== AIM OF THE TASK ==
Reproduce, unaltered, the line with "Can you see the clock chain?" along with every line that follows it in the records, up to the last.

*** INFORMATION SHOWN ***

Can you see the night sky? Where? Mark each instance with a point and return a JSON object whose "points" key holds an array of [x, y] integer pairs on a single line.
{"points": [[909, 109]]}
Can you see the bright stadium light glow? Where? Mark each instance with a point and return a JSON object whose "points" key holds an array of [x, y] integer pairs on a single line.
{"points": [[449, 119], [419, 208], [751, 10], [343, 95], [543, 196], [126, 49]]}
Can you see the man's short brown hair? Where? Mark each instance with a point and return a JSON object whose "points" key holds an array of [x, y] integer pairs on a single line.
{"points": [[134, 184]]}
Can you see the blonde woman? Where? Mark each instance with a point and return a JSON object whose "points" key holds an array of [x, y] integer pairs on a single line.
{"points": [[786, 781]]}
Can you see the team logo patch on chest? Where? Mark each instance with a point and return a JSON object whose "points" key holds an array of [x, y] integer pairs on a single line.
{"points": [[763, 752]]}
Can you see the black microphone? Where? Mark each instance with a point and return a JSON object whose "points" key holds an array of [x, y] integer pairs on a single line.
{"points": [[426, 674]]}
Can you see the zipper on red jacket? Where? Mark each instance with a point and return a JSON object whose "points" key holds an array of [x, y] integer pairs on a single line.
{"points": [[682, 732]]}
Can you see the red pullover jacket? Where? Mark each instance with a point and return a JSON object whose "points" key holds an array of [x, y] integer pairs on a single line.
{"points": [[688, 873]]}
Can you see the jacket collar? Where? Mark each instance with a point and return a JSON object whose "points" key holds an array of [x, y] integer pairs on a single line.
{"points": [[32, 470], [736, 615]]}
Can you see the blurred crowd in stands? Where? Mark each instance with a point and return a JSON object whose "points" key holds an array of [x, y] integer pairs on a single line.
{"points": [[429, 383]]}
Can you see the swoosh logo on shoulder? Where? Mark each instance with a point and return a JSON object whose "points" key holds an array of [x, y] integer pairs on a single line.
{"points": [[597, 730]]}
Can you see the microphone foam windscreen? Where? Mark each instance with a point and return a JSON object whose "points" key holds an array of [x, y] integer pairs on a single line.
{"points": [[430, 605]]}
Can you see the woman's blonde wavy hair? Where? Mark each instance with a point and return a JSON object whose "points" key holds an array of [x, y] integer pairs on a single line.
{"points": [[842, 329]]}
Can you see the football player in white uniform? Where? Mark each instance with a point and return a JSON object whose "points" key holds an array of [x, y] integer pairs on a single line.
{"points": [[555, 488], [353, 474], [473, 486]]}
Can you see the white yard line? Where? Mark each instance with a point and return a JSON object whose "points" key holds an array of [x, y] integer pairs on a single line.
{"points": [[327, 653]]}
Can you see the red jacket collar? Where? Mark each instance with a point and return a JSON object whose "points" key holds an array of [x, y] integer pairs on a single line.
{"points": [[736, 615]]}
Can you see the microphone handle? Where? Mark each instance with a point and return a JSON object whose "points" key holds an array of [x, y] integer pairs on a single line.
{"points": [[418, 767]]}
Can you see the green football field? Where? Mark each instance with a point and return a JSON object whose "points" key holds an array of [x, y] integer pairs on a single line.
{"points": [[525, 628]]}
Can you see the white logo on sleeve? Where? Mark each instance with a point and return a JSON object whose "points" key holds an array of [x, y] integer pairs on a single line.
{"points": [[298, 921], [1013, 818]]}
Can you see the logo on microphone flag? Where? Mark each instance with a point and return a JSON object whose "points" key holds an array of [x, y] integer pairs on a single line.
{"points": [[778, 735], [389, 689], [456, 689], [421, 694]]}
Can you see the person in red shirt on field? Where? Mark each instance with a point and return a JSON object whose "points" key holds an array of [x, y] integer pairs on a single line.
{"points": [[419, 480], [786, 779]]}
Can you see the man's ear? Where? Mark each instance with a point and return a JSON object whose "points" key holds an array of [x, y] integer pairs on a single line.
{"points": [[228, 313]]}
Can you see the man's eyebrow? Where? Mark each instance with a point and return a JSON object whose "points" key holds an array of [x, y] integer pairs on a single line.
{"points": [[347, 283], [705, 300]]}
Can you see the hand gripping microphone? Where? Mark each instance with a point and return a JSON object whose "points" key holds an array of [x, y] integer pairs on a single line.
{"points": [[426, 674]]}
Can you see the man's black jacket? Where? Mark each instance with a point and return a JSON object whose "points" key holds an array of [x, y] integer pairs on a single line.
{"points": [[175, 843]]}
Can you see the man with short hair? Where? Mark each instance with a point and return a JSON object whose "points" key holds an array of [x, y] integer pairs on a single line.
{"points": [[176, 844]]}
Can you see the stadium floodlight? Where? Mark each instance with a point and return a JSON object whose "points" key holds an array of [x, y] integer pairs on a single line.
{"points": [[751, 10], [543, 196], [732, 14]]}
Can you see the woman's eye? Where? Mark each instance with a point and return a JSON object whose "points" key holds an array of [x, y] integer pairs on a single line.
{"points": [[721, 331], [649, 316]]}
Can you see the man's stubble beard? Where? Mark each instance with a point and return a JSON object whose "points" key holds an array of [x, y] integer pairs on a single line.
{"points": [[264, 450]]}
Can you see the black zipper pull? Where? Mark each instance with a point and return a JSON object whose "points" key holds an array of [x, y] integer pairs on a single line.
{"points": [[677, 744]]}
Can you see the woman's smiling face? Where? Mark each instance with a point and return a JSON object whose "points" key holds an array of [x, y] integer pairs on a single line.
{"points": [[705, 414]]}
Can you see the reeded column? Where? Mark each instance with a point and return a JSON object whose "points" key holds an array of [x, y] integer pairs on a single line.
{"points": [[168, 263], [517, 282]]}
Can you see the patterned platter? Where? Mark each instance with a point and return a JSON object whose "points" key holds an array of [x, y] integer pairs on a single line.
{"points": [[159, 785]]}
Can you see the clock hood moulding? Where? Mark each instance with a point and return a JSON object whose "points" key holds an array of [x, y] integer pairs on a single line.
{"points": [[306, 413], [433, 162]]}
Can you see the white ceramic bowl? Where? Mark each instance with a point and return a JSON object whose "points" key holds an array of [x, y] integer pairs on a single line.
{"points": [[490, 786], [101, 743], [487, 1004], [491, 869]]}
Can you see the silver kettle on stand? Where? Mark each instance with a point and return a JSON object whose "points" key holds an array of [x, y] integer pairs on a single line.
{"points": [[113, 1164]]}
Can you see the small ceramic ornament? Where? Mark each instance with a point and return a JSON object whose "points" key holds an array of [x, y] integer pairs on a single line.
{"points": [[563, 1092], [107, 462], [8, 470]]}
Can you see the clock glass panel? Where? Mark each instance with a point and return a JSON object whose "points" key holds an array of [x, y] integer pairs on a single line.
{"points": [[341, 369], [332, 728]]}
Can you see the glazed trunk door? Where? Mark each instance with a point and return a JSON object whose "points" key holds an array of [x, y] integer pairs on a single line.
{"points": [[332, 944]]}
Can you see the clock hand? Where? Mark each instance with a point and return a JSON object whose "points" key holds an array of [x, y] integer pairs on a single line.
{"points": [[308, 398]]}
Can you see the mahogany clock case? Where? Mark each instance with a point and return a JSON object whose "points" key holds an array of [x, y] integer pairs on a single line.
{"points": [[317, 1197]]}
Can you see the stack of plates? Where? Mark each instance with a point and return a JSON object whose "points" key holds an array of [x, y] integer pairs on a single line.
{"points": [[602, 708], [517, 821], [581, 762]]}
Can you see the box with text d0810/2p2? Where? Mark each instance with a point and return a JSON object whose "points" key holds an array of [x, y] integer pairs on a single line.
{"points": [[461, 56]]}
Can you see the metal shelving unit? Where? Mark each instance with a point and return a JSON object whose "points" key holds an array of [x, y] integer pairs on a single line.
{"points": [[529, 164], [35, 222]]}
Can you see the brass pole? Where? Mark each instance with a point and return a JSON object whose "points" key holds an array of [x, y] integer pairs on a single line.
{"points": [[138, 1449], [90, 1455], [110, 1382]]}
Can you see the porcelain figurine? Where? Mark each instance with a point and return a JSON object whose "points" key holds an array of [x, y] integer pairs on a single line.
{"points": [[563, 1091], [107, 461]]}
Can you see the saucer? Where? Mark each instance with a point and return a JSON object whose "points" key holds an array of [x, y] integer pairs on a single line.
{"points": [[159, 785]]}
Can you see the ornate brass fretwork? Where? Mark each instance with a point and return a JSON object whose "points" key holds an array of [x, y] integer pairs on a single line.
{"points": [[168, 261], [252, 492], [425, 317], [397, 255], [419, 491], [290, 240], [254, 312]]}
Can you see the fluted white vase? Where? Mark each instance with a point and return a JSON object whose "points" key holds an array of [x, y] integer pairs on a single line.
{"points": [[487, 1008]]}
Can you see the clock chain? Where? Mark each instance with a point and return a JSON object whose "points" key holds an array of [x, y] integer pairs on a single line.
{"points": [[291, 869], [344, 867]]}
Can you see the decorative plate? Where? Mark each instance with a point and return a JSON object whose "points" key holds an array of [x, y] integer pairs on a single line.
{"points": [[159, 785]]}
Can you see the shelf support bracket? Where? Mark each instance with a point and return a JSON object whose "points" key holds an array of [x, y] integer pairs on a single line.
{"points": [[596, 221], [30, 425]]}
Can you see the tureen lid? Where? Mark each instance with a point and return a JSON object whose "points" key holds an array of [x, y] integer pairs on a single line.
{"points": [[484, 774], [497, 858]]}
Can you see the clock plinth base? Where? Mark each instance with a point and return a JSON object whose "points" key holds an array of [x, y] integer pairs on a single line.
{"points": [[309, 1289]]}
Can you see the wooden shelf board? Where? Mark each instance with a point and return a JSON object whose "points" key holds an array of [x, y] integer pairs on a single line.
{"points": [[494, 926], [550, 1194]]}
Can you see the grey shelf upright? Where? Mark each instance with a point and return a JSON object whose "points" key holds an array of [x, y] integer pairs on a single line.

*** End of INFORMATION SHOWN ***

== OUTPUT FOR THIS TASK ==
Can you see the clock chain? Where? Mark each instance with a point and return a JSON object whose "points" key holds an array of [x, y] integer pairs on a single line.
{"points": [[291, 869], [344, 867]]}
Can you see the decorative plate? Where? Mark each instance with a point and return a JSON object whose "points" key holds an array of [x, y] integer pairs on a single line.
{"points": [[159, 785]]}
Can you see the shelf support bracket? Where? Mark each instance with a point and return a JSON object whose "points" key holds an array of [x, y] integer pairs on a single line.
{"points": [[596, 221], [30, 425]]}
Can you see the tureen lid? Where? Mark each instance with a point and return a JSON object whose "points" key holds an array of [x, y] integer pairs on a single line.
{"points": [[484, 774], [497, 858]]}
Can you see the clock plinth base? Where? Mark each instance with a point and return a JSON object whose "points" key holds an array of [x, y] integer pairs on a single line.
{"points": [[309, 1289]]}
Can you see the wooden shelf board? Where? Mark each instance with a point and return a JSON object whose "points" key holds an array of [x, y] integer pairs on a single line.
{"points": [[494, 926], [550, 1194]]}
Can you see the grey shelf upright? Where? Mark each instance with a point and return a JSON object whose "points" key holds an array of [x, y] integer pairs on a single line.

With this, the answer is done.